WORK ITEM ::
Answer these questions from the text on Casanova's escape from the Piombi:
1. In what year was Casanova arrested and brought to the Piombi?
2. Why did the city's government consider him a dangerous individual?
3. What two objects did he use to make a hole in the ceiling of his cell?

PAGE EXCERPT ::
2. Casanova and his adventurous escape from the Piombi
We all know who Giacomo Casanova was: his name is a guarantee of charm and unrivaled sexual escapades, as well as a series of more or less legal activities set on the backdrop of 18th century Venice. In 1755, Casanova was arrested and brought to the Piombi. The city’s government believed that Casanova was a dangerous individual, because of his libertine behavior. It was harmful to the moral and social well-being of the city.
The first escape attempt
It was notoriously difficult to break out of the Piombi, but this didn’t demoralize Casanova one bit. Throughout the first 12 months of his detention, Giacomo had been thinking – and actively working – on his escape. He had managed to obtain a long iron nail and a piece of dark marble, which he used to create a hole in the ceiling of his cell, which was directly under the roof. Casanova had planned to find his freedom, however, a prison warden smelled the rat and caused his plan to fail.

[Extracted records]

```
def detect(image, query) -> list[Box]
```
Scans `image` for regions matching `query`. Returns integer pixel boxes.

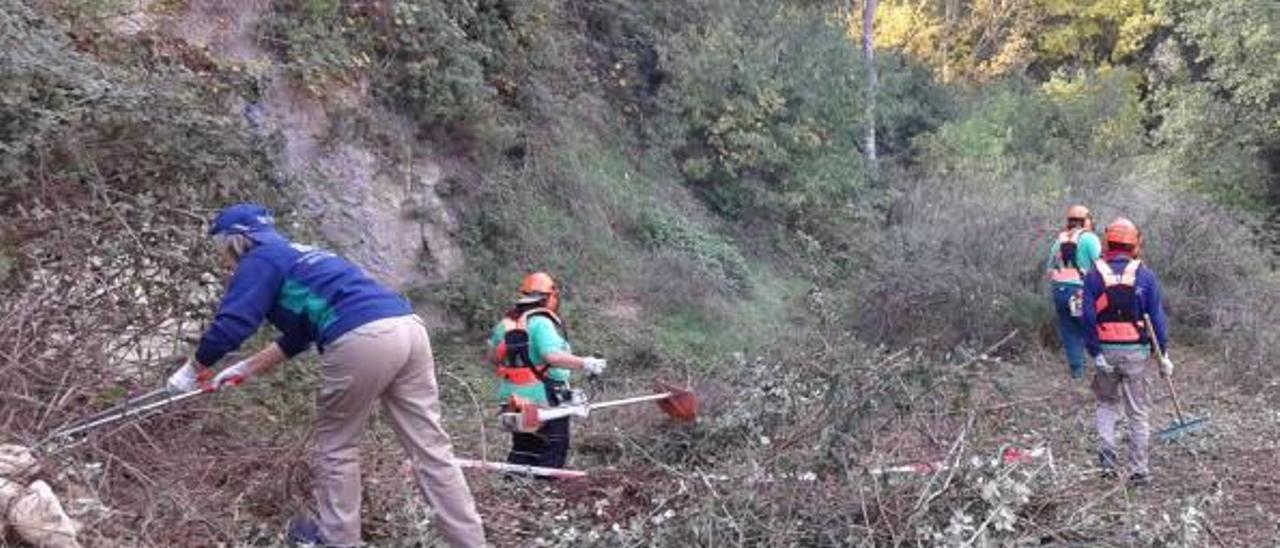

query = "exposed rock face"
[0,444,81,548]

WRITTEN RESPONSE ::
1. 1755
2. Because of his libertine behavior
3. A long iron nail and a piece of dark marble